**Consigne:**
Pouvez-vous modifier le passage de l'extrait du débat parlementaire allant de « M. le président. L'ordre » jusqu'à « (nos 3439, 3600). » inclus, en y remplaçant « prééminence » par « primauté », puis le redonner ?
==== Extrait choisi ====
M. le président. L'ordre du jour appelle la discussion de la proposition de loi constitutionnelle, adoptée par le Sénat, visant à garantir la prééminence des lois de la République (nos 3439, 3600).
Présentation

M. le président. La parole est à M. le garde des sceaux, ministre de la justice.

M. Fabien Di Filippo. C'est l'aile gauche de la majorité !

M. Éric Dupond-Moretti, garde des sceaux, ministre de la justice. Avant toute chose, je souhaite joindre la voix du Gouvernement aux hommages rendus ce matin au président Valéry Giscard d'Estaing, qui s'est éteint hier après une vie consacrée au service de la France et des Français. Je veux saluer ici, dans cet hémicycle où il a tant de fois siégé, la mémoire d'un homme libre qui a fait entrer la France dans la modernité. Nombreuses ont été les réformes qu'il a initiées ou soutenues, en particulier dans le domaine du droit et de la justice : l'abaissement de l'âge de la majorité, le divorce par consentement mutuel, ou encore la dépénalisation de l'avortement. Avec sa disparition, la France perd l'un de ses grands serviteurs. (Mesdames et messieurs les députés se lèvent. – Applaudissements sur les bancs des groupes LaREM, LR, Dem, SOC, Agir ens, LT, UDI-I et parmi les députés non inscrits.)
==== Jeu de données ====
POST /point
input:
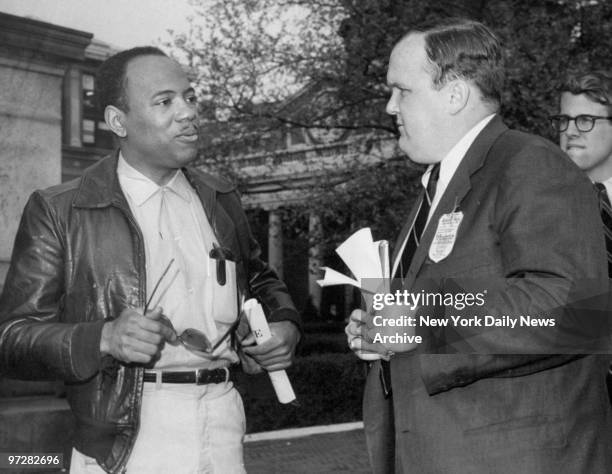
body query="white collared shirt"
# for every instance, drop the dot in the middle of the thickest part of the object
(608, 184)
(189, 293)
(448, 167)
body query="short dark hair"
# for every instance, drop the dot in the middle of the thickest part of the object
(596, 85)
(465, 49)
(111, 82)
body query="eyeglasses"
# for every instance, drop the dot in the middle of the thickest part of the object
(584, 123)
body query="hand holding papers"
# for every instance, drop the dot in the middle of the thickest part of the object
(369, 263)
(261, 331)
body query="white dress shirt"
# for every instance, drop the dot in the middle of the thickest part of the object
(189, 293)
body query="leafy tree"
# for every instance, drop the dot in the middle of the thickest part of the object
(256, 60)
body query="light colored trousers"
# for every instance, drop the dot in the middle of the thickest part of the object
(184, 429)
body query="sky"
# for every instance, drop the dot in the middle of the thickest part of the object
(122, 23)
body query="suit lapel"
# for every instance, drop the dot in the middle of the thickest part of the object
(458, 187)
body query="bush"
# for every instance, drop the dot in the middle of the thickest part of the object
(322, 343)
(329, 389)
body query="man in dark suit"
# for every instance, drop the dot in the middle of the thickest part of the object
(502, 207)
(584, 125)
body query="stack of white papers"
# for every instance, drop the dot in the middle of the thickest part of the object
(366, 259)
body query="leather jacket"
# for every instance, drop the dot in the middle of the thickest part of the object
(78, 261)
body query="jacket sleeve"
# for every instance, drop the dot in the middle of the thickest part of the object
(552, 254)
(263, 283)
(35, 344)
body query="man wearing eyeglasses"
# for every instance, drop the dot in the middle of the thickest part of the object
(584, 125)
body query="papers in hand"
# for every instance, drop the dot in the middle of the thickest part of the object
(261, 331)
(368, 261)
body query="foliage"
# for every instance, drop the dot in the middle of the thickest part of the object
(329, 389)
(262, 64)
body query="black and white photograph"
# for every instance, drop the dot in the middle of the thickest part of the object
(306, 236)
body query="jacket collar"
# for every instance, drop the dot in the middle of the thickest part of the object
(100, 186)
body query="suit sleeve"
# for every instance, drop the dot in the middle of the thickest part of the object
(35, 343)
(552, 252)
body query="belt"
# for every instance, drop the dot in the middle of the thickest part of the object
(198, 376)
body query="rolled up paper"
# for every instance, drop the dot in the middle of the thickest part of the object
(261, 331)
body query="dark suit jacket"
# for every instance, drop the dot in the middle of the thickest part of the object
(530, 215)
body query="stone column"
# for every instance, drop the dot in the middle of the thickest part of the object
(30, 133)
(275, 242)
(314, 259)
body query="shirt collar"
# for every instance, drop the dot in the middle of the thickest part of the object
(140, 188)
(453, 158)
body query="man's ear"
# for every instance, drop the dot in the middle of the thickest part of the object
(115, 119)
(458, 95)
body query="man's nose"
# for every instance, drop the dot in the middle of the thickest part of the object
(186, 110)
(572, 130)
(391, 107)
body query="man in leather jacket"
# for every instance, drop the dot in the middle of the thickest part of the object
(87, 256)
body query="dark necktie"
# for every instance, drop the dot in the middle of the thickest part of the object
(414, 237)
(412, 243)
(606, 216)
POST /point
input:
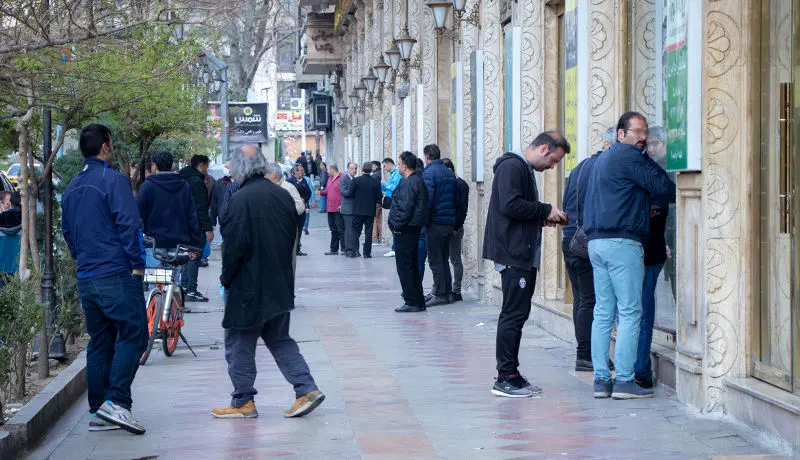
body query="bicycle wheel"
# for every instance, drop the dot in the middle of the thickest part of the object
(174, 324)
(155, 307)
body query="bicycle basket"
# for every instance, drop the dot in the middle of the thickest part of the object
(158, 275)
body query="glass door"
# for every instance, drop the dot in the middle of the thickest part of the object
(778, 315)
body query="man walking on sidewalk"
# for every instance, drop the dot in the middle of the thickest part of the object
(259, 230)
(441, 185)
(513, 241)
(616, 220)
(103, 231)
(407, 218)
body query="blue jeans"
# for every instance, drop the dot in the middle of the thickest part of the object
(117, 324)
(643, 369)
(618, 266)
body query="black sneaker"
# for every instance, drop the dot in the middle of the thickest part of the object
(195, 297)
(511, 388)
(603, 388)
(630, 390)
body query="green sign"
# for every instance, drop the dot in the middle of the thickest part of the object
(676, 83)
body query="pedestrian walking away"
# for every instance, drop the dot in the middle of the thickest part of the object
(441, 185)
(407, 217)
(259, 230)
(513, 240)
(367, 196)
(347, 190)
(102, 228)
(617, 221)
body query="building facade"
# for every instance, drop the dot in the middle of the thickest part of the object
(716, 76)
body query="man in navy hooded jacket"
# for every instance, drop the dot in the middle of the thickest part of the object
(103, 231)
(616, 219)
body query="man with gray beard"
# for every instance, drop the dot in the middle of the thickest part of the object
(259, 230)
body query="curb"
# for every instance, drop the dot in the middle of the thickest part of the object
(28, 425)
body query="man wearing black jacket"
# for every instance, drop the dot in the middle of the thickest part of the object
(513, 240)
(407, 217)
(194, 174)
(462, 205)
(366, 198)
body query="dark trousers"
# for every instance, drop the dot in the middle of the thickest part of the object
(117, 324)
(240, 353)
(407, 260)
(349, 246)
(365, 222)
(455, 259)
(438, 240)
(336, 225)
(582, 279)
(301, 221)
(518, 286)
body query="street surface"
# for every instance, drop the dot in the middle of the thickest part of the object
(404, 386)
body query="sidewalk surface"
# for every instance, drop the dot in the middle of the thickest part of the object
(405, 386)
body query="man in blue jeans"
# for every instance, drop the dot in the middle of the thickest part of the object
(622, 186)
(102, 229)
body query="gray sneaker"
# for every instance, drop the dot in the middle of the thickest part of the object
(602, 388)
(118, 415)
(630, 390)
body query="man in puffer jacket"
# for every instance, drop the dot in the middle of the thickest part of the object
(441, 185)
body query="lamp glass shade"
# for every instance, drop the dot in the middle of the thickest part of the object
(394, 56)
(370, 81)
(440, 10)
(380, 71)
(406, 44)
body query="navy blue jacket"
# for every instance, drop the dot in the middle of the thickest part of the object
(441, 185)
(168, 211)
(620, 189)
(101, 223)
(570, 202)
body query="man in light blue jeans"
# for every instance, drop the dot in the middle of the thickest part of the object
(616, 219)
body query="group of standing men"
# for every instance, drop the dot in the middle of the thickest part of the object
(619, 198)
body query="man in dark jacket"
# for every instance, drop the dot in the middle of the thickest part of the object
(579, 269)
(407, 217)
(513, 240)
(442, 190)
(258, 234)
(298, 180)
(462, 206)
(103, 231)
(195, 174)
(347, 189)
(366, 198)
(224, 188)
(617, 222)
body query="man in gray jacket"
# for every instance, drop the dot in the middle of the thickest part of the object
(347, 187)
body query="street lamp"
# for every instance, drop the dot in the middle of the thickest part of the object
(394, 56)
(440, 9)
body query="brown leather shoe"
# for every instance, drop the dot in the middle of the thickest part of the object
(304, 404)
(248, 410)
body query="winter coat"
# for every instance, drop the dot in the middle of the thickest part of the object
(258, 235)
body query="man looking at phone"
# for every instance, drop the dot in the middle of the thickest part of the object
(514, 242)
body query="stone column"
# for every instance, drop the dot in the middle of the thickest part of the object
(730, 177)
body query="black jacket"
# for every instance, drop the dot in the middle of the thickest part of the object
(302, 188)
(258, 235)
(462, 202)
(197, 186)
(514, 222)
(224, 189)
(168, 211)
(367, 195)
(409, 204)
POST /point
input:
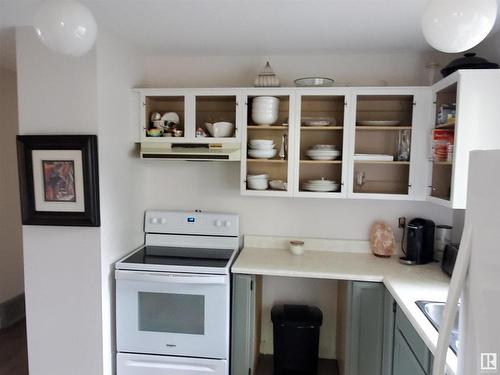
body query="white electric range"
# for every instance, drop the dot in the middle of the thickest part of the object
(173, 296)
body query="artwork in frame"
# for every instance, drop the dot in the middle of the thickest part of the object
(59, 181)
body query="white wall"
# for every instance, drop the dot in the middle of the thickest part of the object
(122, 174)
(11, 250)
(57, 95)
(345, 69)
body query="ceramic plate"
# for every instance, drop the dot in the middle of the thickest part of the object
(379, 123)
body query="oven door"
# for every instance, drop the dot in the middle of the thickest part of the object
(138, 364)
(172, 313)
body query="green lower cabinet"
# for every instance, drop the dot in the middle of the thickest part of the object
(365, 328)
(404, 361)
(411, 356)
(242, 325)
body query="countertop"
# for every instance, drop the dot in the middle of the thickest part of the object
(407, 284)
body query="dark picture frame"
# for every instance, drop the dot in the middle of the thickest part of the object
(56, 188)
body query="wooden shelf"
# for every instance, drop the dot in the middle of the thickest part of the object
(267, 127)
(383, 127)
(445, 126)
(321, 161)
(266, 161)
(303, 127)
(394, 162)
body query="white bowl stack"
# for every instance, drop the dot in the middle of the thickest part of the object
(258, 182)
(323, 152)
(265, 110)
(261, 149)
(321, 185)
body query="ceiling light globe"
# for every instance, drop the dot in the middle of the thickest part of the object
(457, 25)
(65, 26)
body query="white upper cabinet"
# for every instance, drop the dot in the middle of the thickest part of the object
(321, 143)
(187, 115)
(276, 162)
(340, 142)
(473, 96)
(387, 143)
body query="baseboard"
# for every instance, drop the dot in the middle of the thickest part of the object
(12, 311)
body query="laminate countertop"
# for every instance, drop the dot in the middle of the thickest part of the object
(407, 284)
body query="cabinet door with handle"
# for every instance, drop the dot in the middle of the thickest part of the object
(243, 323)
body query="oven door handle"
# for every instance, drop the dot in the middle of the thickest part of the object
(171, 278)
(170, 366)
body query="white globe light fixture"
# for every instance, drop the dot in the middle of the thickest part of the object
(458, 25)
(65, 26)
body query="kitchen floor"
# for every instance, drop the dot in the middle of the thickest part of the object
(13, 350)
(325, 366)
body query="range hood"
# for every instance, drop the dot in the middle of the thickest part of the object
(193, 152)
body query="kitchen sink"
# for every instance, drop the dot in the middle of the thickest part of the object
(433, 311)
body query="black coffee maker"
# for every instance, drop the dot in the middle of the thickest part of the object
(419, 246)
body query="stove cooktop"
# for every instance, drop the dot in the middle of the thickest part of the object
(179, 256)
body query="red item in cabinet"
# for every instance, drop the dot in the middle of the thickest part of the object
(441, 139)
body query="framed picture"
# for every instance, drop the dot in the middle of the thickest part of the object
(59, 180)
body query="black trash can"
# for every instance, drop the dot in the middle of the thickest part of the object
(296, 339)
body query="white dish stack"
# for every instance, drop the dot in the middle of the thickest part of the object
(265, 110)
(261, 149)
(323, 152)
(258, 182)
(321, 185)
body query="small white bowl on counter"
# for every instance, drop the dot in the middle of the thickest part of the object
(297, 247)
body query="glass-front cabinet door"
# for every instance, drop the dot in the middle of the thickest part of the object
(321, 141)
(267, 147)
(382, 149)
(208, 116)
(217, 116)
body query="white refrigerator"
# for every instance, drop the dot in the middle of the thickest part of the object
(476, 277)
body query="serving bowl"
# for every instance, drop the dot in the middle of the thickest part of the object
(278, 185)
(222, 129)
(258, 182)
(262, 154)
(261, 143)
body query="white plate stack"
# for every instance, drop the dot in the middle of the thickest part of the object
(265, 110)
(323, 152)
(261, 149)
(321, 185)
(258, 182)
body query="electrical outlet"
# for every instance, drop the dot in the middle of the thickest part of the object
(401, 222)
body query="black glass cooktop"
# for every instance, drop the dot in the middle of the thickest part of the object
(180, 256)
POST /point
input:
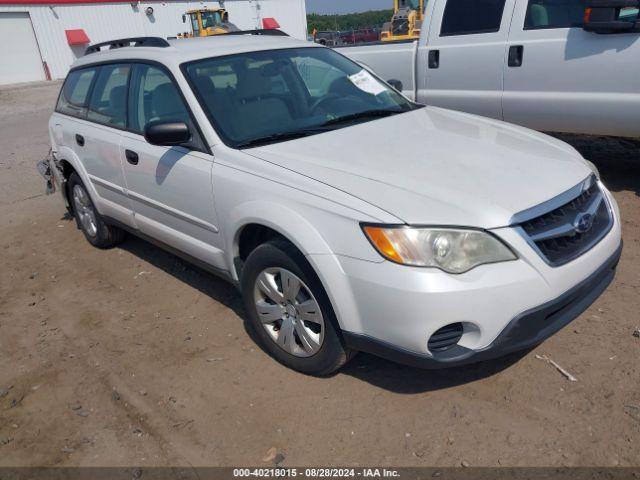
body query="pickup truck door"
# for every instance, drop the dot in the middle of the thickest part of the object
(171, 188)
(461, 66)
(568, 79)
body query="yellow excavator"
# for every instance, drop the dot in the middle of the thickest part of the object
(205, 22)
(406, 21)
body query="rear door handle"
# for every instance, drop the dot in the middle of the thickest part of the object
(132, 157)
(434, 58)
(516, 53)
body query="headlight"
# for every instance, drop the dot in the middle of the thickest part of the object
(593, 168)
(451, 250)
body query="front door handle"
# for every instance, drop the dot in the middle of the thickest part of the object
(132, 157)
(516, 53)
(434, 58)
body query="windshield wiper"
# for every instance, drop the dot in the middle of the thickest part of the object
(279, 137)
(363, 116)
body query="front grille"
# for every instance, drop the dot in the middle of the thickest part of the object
(566, 232)
(445, 338)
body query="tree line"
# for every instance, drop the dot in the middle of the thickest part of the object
(350, 21)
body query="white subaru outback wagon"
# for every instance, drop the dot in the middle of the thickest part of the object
(350, 218)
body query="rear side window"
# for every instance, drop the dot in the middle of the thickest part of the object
(554, 14)
(108, 104)
(73, 97)
(466, 17)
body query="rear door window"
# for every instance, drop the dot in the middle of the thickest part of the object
(108, 104)
(467, 17)
(554, 14)
(73, 97)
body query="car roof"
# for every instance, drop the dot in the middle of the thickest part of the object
(188, 49)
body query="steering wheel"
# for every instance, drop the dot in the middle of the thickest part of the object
(321, 100)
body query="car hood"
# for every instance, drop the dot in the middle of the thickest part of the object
(435, 166)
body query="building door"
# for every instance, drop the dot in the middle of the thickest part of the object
(20, 59)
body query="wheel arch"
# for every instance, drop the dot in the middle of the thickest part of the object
(257, 222)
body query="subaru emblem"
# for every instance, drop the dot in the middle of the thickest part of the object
(583, 222)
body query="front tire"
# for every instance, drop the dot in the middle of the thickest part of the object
(289, 310)
(97, 232)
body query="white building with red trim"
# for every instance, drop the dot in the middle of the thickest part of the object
(39, 39)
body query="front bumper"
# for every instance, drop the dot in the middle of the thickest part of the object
(524, 331)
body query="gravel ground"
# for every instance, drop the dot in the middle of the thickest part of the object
(132, 357)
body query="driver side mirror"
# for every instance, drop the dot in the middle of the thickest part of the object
(611, 16)
(167, 134)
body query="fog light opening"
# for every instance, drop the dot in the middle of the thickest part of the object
(445, 338)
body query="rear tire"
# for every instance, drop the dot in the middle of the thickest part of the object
(290, 312)
(97, 232)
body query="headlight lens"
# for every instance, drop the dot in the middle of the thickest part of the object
(593, 168)
(451, 250)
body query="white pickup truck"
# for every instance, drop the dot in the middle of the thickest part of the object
(551, 65)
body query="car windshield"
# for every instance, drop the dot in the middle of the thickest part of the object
(265, 97)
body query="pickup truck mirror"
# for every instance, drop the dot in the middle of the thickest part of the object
(397, 84)
(167, 133)
(611, 16)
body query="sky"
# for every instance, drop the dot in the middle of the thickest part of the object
(347, 6)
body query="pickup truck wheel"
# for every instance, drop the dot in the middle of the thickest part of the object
(289, 310)
(95, 230)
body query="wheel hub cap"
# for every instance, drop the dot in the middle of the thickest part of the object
(85, 211)
(289, 312)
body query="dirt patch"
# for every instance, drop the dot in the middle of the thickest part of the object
(133, 357)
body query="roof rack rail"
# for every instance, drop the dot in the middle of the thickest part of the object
(274, 32)
(128, 42)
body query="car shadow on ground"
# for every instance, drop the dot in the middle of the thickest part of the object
(618, 159)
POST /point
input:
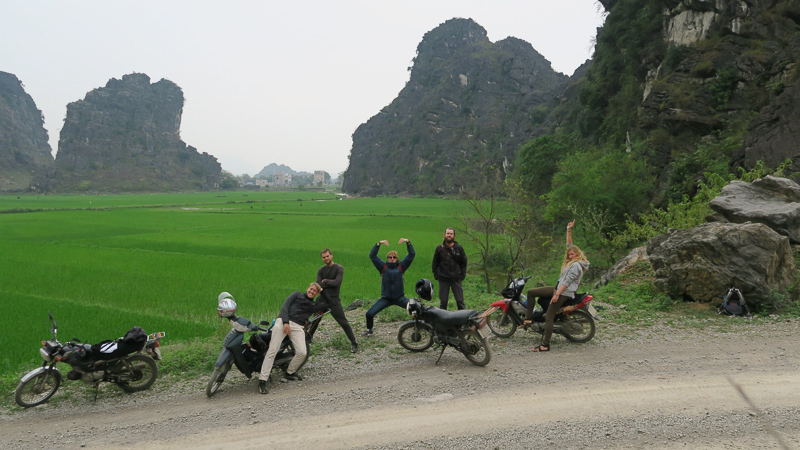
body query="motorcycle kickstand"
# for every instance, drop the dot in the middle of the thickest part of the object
(440, 355)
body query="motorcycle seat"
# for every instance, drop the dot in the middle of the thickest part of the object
(446, 317)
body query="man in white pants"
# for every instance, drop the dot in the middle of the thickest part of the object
(296, 310)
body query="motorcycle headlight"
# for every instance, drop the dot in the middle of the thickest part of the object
(45, 354)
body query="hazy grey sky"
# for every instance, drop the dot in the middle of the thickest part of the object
(264, 81)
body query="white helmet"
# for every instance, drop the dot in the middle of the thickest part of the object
(226, 306)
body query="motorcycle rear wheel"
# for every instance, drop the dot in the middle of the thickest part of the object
(415, 337)
(475, 348)
(139, 373)
(501, 323)
(217, 377)
(37, 390)
(579, 320)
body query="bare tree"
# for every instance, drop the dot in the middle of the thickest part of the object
(520, 230)
(479, 218)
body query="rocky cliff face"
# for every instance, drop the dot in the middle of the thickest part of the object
(729, 60)
(469, 104)
(126, 137)
(25, 154)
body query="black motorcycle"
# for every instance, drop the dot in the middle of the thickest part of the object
(248, 357)
(464, 330)
(129, 362)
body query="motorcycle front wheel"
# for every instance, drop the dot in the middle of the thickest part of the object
(474, 347)
(415, 337)
(286, 354)
(139, 372)
(37, 390)
(501, 323)
(579, 327)
(218, 376)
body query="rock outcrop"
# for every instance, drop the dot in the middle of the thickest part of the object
(700, 263)
(126, 137)
(469, 104)
(726, 61)
(25, 155)
(773, 201)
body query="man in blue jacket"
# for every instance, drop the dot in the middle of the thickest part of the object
(392, 290)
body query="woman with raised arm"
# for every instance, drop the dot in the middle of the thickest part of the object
(572, 270)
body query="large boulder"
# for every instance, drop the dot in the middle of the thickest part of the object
(701, 263)
(635, 255)
(773, 201)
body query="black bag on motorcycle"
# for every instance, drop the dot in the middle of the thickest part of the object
(133, 341)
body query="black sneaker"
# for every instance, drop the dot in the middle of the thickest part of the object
(293, 376)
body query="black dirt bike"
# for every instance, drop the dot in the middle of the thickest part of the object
(129, 362)
(464, 330)
(575, 321)
(248, 357)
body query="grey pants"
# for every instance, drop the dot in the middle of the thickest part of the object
(335, 305)
(298, 336)
(444, 291)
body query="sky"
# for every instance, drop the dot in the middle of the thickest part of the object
(264, 81)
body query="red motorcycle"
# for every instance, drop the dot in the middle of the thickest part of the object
(575, 321)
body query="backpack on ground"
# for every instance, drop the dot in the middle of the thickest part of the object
(733, 304)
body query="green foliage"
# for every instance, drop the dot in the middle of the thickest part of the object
(724, 85)
(612, 90)
(634, 294)
(675, 55)
(780, 303)
(690, 211)
(710, 156)
(614, 182)
(537, 161)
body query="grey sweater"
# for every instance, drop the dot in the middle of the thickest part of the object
(571, 277)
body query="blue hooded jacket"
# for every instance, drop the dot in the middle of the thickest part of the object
(392, 272)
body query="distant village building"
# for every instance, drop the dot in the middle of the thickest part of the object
(281, 179)
(319, 178)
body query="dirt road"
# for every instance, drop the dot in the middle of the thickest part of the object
(658, 387)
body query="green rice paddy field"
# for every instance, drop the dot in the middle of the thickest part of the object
(102, 264)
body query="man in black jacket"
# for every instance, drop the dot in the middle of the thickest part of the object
(449, 269)
(330, 277)
(296, 310)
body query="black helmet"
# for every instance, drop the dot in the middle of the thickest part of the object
(424, 288)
====
**Réponse ci-dessous:**
M. le président. L'ordre du jour appelle la discussion de la proposition de loi constitutionnelle, adoptée par le Sénat, visant à garantir la primauté des lois de la République (nos 3439, 3600).